> [Exercise instructions]:
Produce a verbatim copy of the data below that contains no pictures.

--- START ---

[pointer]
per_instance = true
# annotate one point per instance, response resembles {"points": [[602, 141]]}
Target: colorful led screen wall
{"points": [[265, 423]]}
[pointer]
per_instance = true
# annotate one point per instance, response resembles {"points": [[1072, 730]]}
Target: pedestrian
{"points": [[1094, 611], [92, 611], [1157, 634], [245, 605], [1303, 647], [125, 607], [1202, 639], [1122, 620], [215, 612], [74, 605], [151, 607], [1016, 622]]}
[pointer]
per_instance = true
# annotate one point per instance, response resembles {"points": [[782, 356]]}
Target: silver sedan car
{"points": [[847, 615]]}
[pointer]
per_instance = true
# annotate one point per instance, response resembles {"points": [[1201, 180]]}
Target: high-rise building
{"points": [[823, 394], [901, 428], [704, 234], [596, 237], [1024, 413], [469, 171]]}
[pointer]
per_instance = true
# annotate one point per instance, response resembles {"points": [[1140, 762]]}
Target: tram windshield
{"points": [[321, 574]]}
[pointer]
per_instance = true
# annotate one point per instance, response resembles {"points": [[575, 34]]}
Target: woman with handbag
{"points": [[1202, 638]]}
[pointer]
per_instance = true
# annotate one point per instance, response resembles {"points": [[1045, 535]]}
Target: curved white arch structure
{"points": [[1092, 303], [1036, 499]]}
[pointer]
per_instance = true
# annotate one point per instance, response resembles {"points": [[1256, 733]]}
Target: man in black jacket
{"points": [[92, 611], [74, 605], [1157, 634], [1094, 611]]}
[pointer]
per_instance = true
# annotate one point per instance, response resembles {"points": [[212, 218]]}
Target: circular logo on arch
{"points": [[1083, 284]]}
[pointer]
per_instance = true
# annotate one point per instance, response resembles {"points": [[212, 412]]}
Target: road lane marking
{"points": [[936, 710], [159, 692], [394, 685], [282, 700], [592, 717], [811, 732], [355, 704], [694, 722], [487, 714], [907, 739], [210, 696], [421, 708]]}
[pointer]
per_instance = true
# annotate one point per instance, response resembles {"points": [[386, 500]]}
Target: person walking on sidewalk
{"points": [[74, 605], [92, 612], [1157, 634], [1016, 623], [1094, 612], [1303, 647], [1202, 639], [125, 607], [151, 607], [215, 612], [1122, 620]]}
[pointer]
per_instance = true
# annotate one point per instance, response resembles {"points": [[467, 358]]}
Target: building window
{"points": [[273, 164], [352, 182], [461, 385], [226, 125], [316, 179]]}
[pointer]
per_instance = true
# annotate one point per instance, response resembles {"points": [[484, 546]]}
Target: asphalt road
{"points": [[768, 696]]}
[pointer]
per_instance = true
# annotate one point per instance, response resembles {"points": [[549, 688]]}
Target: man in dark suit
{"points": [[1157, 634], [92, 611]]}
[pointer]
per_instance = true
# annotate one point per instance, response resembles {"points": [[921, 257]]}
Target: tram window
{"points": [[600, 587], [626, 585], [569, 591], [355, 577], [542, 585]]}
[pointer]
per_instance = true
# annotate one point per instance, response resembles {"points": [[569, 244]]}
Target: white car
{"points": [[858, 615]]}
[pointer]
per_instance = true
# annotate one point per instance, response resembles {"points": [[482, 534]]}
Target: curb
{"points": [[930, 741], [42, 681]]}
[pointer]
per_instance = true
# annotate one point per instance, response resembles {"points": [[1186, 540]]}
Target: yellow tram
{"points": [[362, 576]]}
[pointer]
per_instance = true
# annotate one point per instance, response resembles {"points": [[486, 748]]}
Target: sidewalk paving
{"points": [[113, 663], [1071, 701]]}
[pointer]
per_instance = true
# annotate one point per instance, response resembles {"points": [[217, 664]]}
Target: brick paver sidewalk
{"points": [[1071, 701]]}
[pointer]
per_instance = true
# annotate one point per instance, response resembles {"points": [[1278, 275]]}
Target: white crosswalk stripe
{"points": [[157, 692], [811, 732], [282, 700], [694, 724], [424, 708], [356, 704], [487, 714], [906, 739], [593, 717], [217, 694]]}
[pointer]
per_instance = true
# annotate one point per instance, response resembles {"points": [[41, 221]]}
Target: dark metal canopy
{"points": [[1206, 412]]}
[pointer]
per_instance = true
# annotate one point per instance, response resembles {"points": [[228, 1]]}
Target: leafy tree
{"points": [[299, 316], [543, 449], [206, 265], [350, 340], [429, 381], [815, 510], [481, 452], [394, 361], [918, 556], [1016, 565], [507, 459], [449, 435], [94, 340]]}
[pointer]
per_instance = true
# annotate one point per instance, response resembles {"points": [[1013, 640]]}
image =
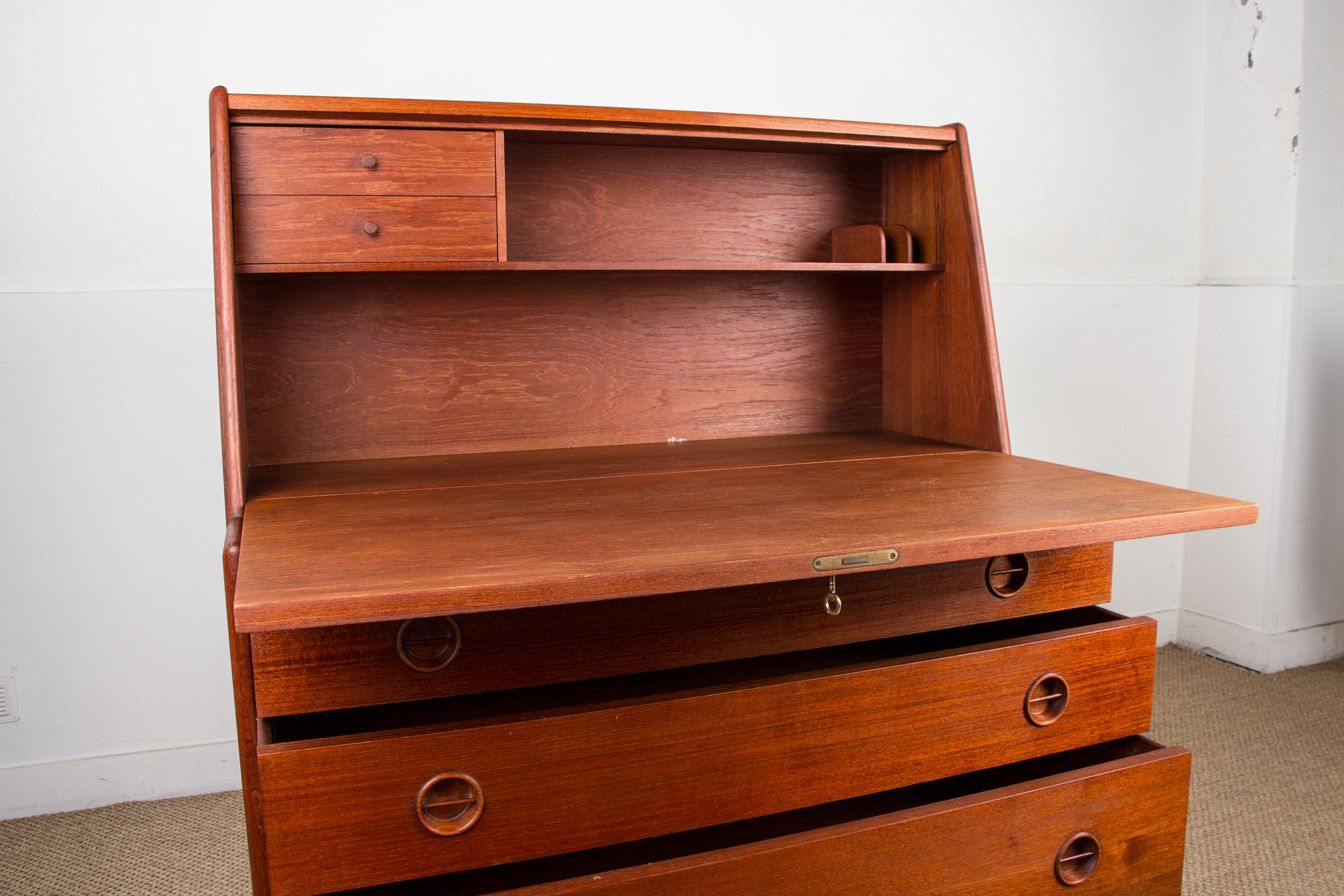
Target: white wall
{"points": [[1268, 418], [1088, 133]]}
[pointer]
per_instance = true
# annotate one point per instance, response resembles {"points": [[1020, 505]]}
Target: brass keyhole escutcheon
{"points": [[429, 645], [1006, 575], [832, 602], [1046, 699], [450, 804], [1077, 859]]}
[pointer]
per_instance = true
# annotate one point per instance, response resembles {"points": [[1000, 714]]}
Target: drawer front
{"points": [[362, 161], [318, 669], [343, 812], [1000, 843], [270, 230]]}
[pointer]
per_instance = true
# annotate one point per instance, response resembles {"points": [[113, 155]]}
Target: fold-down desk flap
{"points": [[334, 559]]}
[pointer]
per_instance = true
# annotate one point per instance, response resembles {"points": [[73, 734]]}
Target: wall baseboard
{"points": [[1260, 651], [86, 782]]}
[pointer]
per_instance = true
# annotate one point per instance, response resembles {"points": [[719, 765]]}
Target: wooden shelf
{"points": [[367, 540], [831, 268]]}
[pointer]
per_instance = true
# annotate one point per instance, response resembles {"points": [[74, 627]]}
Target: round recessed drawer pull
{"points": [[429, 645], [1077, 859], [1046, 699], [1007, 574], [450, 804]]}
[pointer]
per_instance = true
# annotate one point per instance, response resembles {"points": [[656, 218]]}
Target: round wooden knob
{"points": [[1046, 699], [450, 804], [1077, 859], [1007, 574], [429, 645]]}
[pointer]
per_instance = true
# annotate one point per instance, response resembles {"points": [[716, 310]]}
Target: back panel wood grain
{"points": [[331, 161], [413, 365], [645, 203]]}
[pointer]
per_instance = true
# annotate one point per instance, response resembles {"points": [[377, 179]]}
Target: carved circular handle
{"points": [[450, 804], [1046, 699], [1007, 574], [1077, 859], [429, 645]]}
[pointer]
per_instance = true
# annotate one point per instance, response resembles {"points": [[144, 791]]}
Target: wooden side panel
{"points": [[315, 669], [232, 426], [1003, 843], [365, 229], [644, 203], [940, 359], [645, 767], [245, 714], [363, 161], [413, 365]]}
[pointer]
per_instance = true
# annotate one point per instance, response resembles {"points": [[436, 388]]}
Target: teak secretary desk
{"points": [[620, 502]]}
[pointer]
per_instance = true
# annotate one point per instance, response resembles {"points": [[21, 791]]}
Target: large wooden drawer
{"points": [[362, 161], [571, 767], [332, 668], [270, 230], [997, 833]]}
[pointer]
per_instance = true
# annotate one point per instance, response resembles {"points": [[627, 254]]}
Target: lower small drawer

--- END ---

> [Answer section]:
[pointer]
per_instance = true
# annotate one point per instance, response resembles {"points": [[602, 141]]}
Target: colorful led screen wall
{"points": [[265, 423]]}
[pointer]
per_instance = true
# annotate one point per instance, response resembles {"points": [[1072, 730]]}
Target: pedestrian
{"points": [[1094, 611], [92, 611], [1157, 634], [245, 605], [1303, 647], [125, 607], [1202, 639], [1122, 620], [215, 612], [74, 605], [151, 607], [1016, 622]]}
[pointer]
per_instance = true
# annotate one point per instance, response resembles {"points": [[782, 356]]}
Target: silver sedan car
{"points": [[847, 615]]}
[pointer]
per_instance = true
# annotate one point per instance, response resembles {"points": [[1201, 180]]}
Target: high-rise building
{"points": [[823, 394], [901, 428], [704, 234], [596, 237], [1024, 413], [469, 171]]}
[pointer]
per_instance = true
# annotate one point per instance, response resembles {"points": [[1140, 762]]}
Target: tram windshield
{"points": [[321, 574]]}
[pointer]
per_instance = true
# annotate one point per instance, response resembles {"points": [[575, 34]]}
Target: woman with handbag
{"points": [[1202, 638]]}
[pointer]
per_instance = true
# annotate one point per instance, response resembles {"points": [[1045, 535]]}
Target: curved white arch structure
{"points": [[1092, 303], [1036, 499]]}
[pointer]
per_instance = true
# annotate one point per instance, response resembles {"points": [[1256, 733]]}
Target: man in black jacket
{"points": [[92, 611], [74, 605], [1157, 634], [1094, 611]]}
[pointer]
per_instance = true
# annotate one point per instance, response resembles {"points": [[212, 218]]}
Target: circular logo on arch
{"points": [[1083, 284]]}
[pointer]
per_instance = true
# annotate one point per instance, response resembles {"points": [[212, 412]]}
Target: road lane marking
{"points": [[936, 710], [159, 692], [394, 685], [282, 700], [592, 717], [811, 732], [355, 704], [694, 722], [487, 714], [907, 739], [210, 696], [421, 708]]}
[pointer]
per_instance = true
# annotate one point per instance, response resembles {"points": [[386, 500]]}
Target: person walking on sidewalk
{"points": [[74, 605], [92, 612], [1157, 634], [1016, 623], [1094, 612], [1303, 647], [1202, 639], [125, 607], [151, 607], [215, 612], [1122, 620]]}
[pointer]
per_instance = true
# annotate one point per instance, response resembles {"points": [[467, 358]]}
Target: building window
{"points": [[273, 164], [352, 182], [461, 385], [226, 125], [316, 179]]}
[pointer]
per_instance = true
# annotate one point per instance, response resembles {"points": [[484, 546]]}
Target: asphalt road
{"points": [[768, 696]]}
[pointer]
per_instance = true
# annotate one point per instance, response resembles {"points": [[549, 688]]}
Target: man in dark suit
{"points": [[1157, 634], [92, 611]]}
[pointer]
per_instance = true
# annotate one point per instance, response resembles {"points": [[921, 257]]}
Target: tram window
{"points": [[600, 587], [626, 585], [569, 591], [355, 577], [542, 585]]}
[pointer]
per_instance = true
# annotate one point per instance, response resembles {"points": [[569, 244]]}
Target: white car
{"points": [[858, 615]]}
[pointer]
per_instance = true
# annotate one point per instance, response resembles {"points": [[482, 534]]}
Target: curb
{"points": [[930, 741], [42, 681]]}
[pointer]
per_instance = true
# annotate one point per instance, response resembles {"points": [[1186, 540]]}
Target: yellow tram
{"points": [[362, 576]]}
[pointer]
per_instance = true
# annotate one point per instance, response resembles {"points": [[486, 748]]}
Target: sidewalk paving
{"points": [[113, 663], [1071, 701]]}
[pointer]
per_instance = true
# annotate one point per instance, response resembles {"points": [[217, 664]]}
Target: brick paver sidewalk
{"points": [[1071, 701]]}
[pointer]
per_instance = true
# annotate one point per instance, response resembles {"points": [[1278, 275]]}
Target: white crosswalk stripe
{"points": [[157, 692], [811, 732], [282, 700], [694, 724], [424, 708], [356, 704], [487, 714], [906, 739], [593, 717], [217, 694]]}
[pointer]
per_instance = true
# annotate one point per instance, response resembles {"points": [[41, 221]]}
Target: dark metal canopy
{"points": [[1206, 412]]}
[pointer]
per_instance = true
# annotate one point per instance, response resembles {"points": [[228, 1]]}
Target: leafy tree
{"points": [[299, 316], [543, 449], [206, 265], [350, 340], [429, 381], [815, 510], [481, 452], [394, 361], [918, 556], [1016, 565], [507, 459], [449, 435], [94, 340]]}
[pointer]
per_instance = true
# annotate one point per instance, response resembles {"points": [[1013, 640]]}
image =
Target: white wall
{"points": [[1268, 418], [1088, 133]]}
[pointer]
per_instance = true
# annotate one point per instance, response resembles {"points": [[1020, 505]]}
Target: brass keyhole escutcheon
{"points": [[429, 645], [1006, 575], [832, 602], [1046, 699], [450, 804], [1077, 859]]}
[pointer]
per_instance = true
# annotate one point per instance, response resembles {"points": [[1000, 714]]}
Target: drawer front
{"points": [[362, 161], [318, 669], [343, 812], [1000, 843], [270, 230]]}
[pointer]
per_instance = true
# annotate one point per instance, response resembles {"points": [[113, 155]]}
Target: fold-down desk flap
{"points": [[334, 559]]}
[pointer]
per_instance = true
# annotate one point per instance, response resembles {"points": [[73, 734]]}
Target: wall baseboard
{"points": [[1260, 651], [86, 782]]}
[pointer]
per_instance = true
# annotate one point per instance, response resembles {"points": [[719, 765]]}
Target: wooden shelf
{"points": [[367, 540], [831, 268]]}
[pointer]
per_instance = true
# annotate one point per instance, response resembles {"points": [[74, 627]]}
Target: round recessed drawer pull
{"points": [[429, 645], [1077, 859], [1046, 699], [1007, 574], [450, 804]]}
[pointer]
per_instance = true
# annotate one point per instance, response resembles {"points": [[656, 218]]}
Target: round wooden knob
{"points": [[1046, 699], [450, 804], [1077, 859], [1007, 574], [429, 645]]}
[pointer]
per_instance = true
# annotate one point per instance, response resembles {"points": [[716, 310]]}
Target: back panel wood grain
{"points": [[331, 161], [413, 365], [645, 203]]}
[pointer]
per_instance = true
# annotate one point per instance, response resembles {"points": [[377, 179]]}
Target: carved circular handle
{"points": [[450, 804], [1046, 699], [1007, 574], [1077, 859], [429, 645]]}
[pointer]
per_instance = true
# annotate one point per instance, response resembles {"points": [[144, 791]]}
Target: wooden side panel
{"points": [[315, 669], [232, 426], [1003, 843], [365, 229], [644, 203], [940, 359], [645, 767], [245, 714], [363, 161], [413, 365]]}
[pointer]
per_instance = true
# annotate one point per instance, response resembles {"points": [[436, 388]]}
Target: teak secretary desk
{"points": [[620, 502]]}
[pointer]
per_instance = true
# annotate one point per instance, response resembles {"points": [[21, 791]]}
Target: large wooden drawer
{"points": [[362, 161], [571, 767], [332, 668], [270, 230], [997, 833]]}
[pointer]
per_instance = true
# annotate one point per instance, response resembles {"points": [[627, 254]]}
Target: lower small drawer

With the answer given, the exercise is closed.